What does calling something a disorder do? the case of Chronic Fatigue Syndrome.
This week’s Science Times reported that Chronic Fatigue Syndrome, (which causes the symptoms one might imagine, given the name of the condition) a set of symptoms with unidentified etiology, has been linked to a virus. This possible cause may potentially shed some light on the mysterious derivations of the syndrome, which many sufferers would like to see conceptualized as an illness or disease. While the story of Chronic Fatigue Syndrome is a fascinating and sometimes disturbing one, for sociologists, is is important to step back and take note of these moments in which new illnesses make their way into our medical vocabulary. These instances shed light not only on the process by which things become medicalized, but also on the consequences of medicalizing conditions for those who suffer their effects, often for long periods of time – and it is often only after the medical word claims a condition as a legitimate “disease” that suffers finally feel as though they are being taken seriously.
In order to be considered a legitimate illness, something must be a medical condition or disorder – a disease. This alone should make us pause and ask ourselves “why?” Given that the symptoms have not changed and people are not suddenly suffering more intensely or in greater quantities, the only reason people who have Chronic Fatigue can breathe a sigh of relief this week is because the medical community may, for the first time, begin to take their symptoms seriously, rather than brushing them off as psychologically-driven or worse, hypochondriacal. In other words, people with symptoms of chronic fatigue, have, for years, been told their symptoms are the result of depression or more general neurosis, but they have rarely been taken seriously, as people with a genuine medical condition usually are. This is not unlike the history of many conditions once regarded as “lesser-than-diseases.” Fibromyalgia, for instance, is a perfect example – it is a disease that can be quite debilitating, often causing severe physical pain. For years, people (mostly women) who reported the type of pain associated with this condition were thought to be experiencing their symptoms as the result of psychological problems. These individuals were seen as sort of modern-day hysterical women, depicted in much the same way as Freud described. Drugs such as benzodiazepines, prescribed for anxiety, were dolled out by the bottle to sufferers of Fibromyalgia symptoms, much to no avail – except to create many benzodiazepine addicts. To make quite a long story short, it ultimately became clear that this was, in fact, an illness and it was only at this point that doctors, sufferers, their families and onlookers at large, began to take the condition seriously. We really need to stop and ask ourselves why we must always wait for a disease label to take a set of symptoms seriously.

* [SOURCE INFORMATION]:
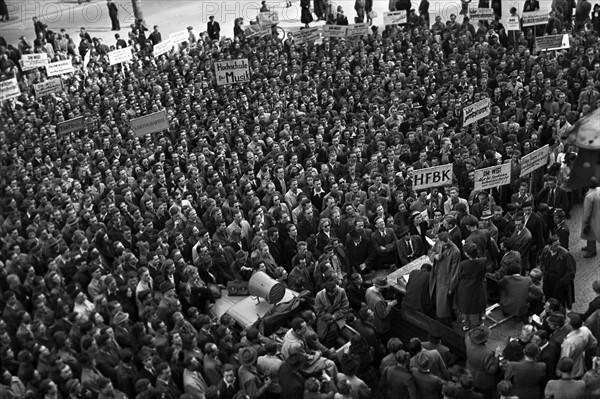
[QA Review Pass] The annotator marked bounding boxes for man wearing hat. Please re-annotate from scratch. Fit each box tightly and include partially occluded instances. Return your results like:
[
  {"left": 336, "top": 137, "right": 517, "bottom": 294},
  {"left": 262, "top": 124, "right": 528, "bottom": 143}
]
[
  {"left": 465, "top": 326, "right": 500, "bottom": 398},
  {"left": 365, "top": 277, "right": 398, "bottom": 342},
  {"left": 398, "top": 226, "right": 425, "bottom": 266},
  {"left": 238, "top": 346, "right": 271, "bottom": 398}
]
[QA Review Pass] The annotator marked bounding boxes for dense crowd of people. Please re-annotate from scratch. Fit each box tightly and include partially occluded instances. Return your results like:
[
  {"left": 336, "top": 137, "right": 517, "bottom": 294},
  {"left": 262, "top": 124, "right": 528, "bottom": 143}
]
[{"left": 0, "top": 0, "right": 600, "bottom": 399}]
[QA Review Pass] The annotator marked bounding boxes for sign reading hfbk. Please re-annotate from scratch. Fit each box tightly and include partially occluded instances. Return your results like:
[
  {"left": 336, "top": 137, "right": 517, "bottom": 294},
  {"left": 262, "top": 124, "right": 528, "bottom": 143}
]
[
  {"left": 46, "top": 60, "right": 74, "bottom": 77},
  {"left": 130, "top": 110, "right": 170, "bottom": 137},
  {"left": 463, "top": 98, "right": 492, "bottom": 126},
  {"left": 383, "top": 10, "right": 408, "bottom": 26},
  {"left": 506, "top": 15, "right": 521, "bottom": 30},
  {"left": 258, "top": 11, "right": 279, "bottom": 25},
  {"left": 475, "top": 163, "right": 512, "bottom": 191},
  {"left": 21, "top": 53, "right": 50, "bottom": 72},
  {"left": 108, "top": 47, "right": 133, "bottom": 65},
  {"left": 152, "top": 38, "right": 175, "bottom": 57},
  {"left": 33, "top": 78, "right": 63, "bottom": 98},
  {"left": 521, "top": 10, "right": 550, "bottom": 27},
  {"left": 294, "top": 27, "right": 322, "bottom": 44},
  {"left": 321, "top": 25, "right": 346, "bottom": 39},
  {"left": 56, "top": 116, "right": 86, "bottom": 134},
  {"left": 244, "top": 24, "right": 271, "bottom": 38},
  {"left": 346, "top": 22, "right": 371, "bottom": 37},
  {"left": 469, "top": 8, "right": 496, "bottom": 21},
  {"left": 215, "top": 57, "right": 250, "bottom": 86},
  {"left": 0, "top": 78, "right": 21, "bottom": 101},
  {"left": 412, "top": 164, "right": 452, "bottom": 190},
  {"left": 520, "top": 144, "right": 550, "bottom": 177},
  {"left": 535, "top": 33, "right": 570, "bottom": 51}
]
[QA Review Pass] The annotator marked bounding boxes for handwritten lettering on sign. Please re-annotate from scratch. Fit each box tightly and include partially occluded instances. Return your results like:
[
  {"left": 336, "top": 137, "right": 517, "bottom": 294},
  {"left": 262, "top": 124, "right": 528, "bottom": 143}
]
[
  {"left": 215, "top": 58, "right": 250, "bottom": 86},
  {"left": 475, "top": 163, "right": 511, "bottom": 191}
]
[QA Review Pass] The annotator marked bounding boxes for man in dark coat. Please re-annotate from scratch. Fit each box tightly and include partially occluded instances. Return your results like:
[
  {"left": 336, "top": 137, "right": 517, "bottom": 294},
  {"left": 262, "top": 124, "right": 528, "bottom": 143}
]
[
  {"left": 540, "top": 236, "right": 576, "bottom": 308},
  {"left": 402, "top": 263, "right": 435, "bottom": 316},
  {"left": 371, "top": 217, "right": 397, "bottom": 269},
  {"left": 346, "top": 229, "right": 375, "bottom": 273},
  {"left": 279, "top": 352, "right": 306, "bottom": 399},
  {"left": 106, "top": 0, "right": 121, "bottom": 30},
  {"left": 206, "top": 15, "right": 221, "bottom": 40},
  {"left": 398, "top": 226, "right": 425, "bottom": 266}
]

---

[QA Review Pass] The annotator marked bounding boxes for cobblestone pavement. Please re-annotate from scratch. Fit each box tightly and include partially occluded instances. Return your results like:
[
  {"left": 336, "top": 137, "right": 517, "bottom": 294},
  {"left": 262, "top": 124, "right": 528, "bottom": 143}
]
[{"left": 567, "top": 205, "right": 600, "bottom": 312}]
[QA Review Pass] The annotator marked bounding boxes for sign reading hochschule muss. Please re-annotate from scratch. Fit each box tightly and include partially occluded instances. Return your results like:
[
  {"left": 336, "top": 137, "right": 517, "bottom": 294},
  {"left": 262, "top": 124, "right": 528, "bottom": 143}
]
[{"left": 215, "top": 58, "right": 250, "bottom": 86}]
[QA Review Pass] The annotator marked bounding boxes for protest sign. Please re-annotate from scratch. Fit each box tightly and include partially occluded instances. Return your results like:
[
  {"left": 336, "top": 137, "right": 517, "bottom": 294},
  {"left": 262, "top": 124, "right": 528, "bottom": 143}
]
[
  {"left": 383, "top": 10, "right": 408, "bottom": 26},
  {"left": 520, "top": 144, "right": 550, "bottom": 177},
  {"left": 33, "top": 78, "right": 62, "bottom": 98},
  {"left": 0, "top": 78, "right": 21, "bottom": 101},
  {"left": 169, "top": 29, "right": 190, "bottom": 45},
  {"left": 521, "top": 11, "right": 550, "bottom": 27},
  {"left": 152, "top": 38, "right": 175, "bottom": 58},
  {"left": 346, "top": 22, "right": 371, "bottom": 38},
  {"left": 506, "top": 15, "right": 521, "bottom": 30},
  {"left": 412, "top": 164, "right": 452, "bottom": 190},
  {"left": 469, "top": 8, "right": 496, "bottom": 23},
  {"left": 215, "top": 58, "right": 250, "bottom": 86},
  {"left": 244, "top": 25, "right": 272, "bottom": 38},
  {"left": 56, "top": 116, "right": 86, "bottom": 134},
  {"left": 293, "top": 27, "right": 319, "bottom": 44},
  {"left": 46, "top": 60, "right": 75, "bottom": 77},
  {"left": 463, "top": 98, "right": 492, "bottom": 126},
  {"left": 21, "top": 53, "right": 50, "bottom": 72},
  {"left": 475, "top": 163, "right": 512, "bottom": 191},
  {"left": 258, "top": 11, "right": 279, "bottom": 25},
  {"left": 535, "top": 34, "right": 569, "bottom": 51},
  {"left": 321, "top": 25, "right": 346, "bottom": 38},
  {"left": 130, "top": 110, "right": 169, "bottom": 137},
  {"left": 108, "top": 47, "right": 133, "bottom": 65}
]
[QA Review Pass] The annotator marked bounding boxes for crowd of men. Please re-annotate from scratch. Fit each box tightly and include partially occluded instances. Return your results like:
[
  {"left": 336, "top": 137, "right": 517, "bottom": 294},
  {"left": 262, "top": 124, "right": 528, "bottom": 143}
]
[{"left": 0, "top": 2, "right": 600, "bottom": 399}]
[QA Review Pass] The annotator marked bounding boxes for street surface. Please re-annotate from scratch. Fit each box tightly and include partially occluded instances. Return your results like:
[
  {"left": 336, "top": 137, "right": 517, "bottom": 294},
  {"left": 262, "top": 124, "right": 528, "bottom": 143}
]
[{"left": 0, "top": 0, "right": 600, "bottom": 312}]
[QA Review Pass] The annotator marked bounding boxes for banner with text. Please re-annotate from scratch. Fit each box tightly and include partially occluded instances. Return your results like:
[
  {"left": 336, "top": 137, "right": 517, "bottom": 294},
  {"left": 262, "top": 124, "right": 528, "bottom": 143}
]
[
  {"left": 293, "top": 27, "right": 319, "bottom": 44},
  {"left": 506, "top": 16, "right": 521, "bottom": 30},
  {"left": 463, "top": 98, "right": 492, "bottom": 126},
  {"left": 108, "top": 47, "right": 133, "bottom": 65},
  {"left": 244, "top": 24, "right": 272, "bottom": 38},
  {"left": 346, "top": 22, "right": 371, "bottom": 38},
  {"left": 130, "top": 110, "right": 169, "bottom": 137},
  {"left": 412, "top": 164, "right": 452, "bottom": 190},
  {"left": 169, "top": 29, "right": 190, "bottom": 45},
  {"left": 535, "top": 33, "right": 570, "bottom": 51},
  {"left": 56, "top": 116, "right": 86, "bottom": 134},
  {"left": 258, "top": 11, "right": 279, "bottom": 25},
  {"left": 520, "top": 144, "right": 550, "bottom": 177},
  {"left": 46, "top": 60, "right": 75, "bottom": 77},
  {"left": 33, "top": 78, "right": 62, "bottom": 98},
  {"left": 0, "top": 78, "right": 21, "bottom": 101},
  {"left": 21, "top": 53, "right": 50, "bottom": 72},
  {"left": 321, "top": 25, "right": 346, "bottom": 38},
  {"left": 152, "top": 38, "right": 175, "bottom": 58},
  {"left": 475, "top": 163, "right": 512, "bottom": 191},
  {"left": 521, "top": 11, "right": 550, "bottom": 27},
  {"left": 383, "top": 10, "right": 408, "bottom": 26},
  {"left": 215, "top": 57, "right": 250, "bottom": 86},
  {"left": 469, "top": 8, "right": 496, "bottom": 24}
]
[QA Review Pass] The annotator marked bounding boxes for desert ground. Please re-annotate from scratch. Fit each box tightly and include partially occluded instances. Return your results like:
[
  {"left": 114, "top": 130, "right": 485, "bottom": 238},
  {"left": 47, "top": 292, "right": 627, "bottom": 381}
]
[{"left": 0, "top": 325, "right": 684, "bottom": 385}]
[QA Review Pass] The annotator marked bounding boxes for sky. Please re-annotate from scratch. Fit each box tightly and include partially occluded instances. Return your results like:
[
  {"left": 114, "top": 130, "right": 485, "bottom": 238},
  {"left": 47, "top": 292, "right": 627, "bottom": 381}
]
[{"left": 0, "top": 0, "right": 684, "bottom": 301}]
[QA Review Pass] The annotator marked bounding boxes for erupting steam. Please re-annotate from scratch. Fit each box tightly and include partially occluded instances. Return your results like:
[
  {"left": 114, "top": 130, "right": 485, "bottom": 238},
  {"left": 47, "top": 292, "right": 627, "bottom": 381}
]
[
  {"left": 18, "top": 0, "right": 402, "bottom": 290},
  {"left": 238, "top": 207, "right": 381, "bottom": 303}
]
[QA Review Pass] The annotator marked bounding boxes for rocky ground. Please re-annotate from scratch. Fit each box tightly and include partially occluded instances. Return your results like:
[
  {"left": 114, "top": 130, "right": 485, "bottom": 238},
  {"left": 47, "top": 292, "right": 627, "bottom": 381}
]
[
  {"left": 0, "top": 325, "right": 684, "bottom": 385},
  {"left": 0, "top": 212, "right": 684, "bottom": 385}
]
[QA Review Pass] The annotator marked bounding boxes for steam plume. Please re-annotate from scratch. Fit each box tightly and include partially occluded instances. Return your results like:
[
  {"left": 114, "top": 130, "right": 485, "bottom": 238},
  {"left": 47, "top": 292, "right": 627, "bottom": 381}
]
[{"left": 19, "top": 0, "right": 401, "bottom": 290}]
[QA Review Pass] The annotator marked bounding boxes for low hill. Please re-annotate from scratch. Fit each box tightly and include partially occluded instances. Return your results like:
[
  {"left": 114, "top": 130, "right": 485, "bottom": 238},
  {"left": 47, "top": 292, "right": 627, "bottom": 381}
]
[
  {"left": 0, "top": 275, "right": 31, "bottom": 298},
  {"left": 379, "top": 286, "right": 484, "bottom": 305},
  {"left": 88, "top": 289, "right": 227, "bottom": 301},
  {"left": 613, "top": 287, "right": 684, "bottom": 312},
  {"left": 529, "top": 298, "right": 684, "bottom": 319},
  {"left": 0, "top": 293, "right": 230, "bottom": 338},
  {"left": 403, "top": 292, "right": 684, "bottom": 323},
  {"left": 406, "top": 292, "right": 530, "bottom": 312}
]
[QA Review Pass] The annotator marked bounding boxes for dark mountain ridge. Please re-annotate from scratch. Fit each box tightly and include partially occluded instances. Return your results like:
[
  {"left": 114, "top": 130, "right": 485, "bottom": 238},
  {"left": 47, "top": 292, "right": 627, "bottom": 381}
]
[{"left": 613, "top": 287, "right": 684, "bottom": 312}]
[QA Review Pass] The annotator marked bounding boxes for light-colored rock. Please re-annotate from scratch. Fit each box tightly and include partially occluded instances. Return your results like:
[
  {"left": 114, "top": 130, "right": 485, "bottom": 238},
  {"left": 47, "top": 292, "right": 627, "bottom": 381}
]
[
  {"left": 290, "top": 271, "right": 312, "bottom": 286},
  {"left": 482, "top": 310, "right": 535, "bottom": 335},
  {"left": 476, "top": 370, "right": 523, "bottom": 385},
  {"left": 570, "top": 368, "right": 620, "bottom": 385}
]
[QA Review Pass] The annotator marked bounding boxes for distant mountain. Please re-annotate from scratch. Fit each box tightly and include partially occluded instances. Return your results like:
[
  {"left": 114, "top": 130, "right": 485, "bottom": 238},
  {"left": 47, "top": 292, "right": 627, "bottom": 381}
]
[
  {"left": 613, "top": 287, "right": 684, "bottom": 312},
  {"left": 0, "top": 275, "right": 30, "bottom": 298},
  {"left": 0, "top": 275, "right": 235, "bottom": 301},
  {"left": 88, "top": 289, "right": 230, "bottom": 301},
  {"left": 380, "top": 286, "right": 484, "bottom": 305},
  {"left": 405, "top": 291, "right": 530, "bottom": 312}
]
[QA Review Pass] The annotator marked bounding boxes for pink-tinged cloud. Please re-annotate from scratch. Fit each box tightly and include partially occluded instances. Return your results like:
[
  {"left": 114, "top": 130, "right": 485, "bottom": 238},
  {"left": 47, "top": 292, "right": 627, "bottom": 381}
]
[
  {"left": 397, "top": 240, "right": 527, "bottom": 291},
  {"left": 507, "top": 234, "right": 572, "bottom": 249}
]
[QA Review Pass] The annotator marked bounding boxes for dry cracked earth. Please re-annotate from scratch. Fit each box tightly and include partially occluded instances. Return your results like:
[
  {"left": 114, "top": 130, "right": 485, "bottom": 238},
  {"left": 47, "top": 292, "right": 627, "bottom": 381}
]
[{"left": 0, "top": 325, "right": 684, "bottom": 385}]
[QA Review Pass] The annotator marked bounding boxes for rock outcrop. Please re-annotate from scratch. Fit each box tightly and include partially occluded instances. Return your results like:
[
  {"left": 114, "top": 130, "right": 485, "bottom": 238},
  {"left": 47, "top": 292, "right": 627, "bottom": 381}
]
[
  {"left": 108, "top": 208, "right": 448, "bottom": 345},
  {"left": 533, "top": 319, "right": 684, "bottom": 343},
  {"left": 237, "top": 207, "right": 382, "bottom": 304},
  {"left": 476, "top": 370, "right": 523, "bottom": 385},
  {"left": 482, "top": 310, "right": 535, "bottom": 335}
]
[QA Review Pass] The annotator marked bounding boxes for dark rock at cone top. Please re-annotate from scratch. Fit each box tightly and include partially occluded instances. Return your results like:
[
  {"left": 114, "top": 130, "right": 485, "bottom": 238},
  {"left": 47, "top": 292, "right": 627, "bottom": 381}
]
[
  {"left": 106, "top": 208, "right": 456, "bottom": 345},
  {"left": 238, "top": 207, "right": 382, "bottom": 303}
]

* [SET OF TASKS]:
• 1. In the passage on Chronic Fatigue Syndrome, what kind of drugs were given to people with Fibromyalgia symptoms?
• 2. Continue the passage on Chronic Fatigue Syndrome from the point where it stops.

* [OUTPUTS BY TASK]:
• 1. Benzodiazepines, which are prescribed for anxiety.

• 2.
However, there is a dark side of medicalization as well. Labeling something a disorder changes the way we see the person afflicted with the symptoms; it pushes us to blame biology rather than psychology or an individual’s character or life choices for the cause of their illness. But this can also have its own set of consequences (see my previous post on obesity) ranging from the removal of personal responsibility for any condition to the increasingly common assumption that all conditions are rooted in biology – and perhaps nothing else. When illnesses become over-medicalized, we tend to ignore any of the non-biological roots of suffering (see my previous post on the implication of genes in depression). The problem of medicalization extends beyond the fact that any condition that does not get a medical label (such as Chronic Fatigue Syndrome) is not considered a real disorder. A major problem on the other end of the spectrum is when conditions are medicalized when there is not yet enough evidence to show that it is a medical entity. Either end of this problematic spectrum has serious consequences for people with the symptoms of whatever condition is in question. What this points us to, ultimately is that we ought to pause and question how we assign legitimacy to symptoms of any condition, disorder, disease or unnamed entity. Naming, labeling, and generally carving out a descriptive category for something is part of what makes us able to understand the world, but perhaps our need to know that something has been deemed a viable disease by the scientific and, more specifically, the medical community causes us additional suffering. Certainly, this calls for more sociological attention to be paid to the process of diagnosis and how some things become diseases, while others remain conditions or unnamed symptom clusters.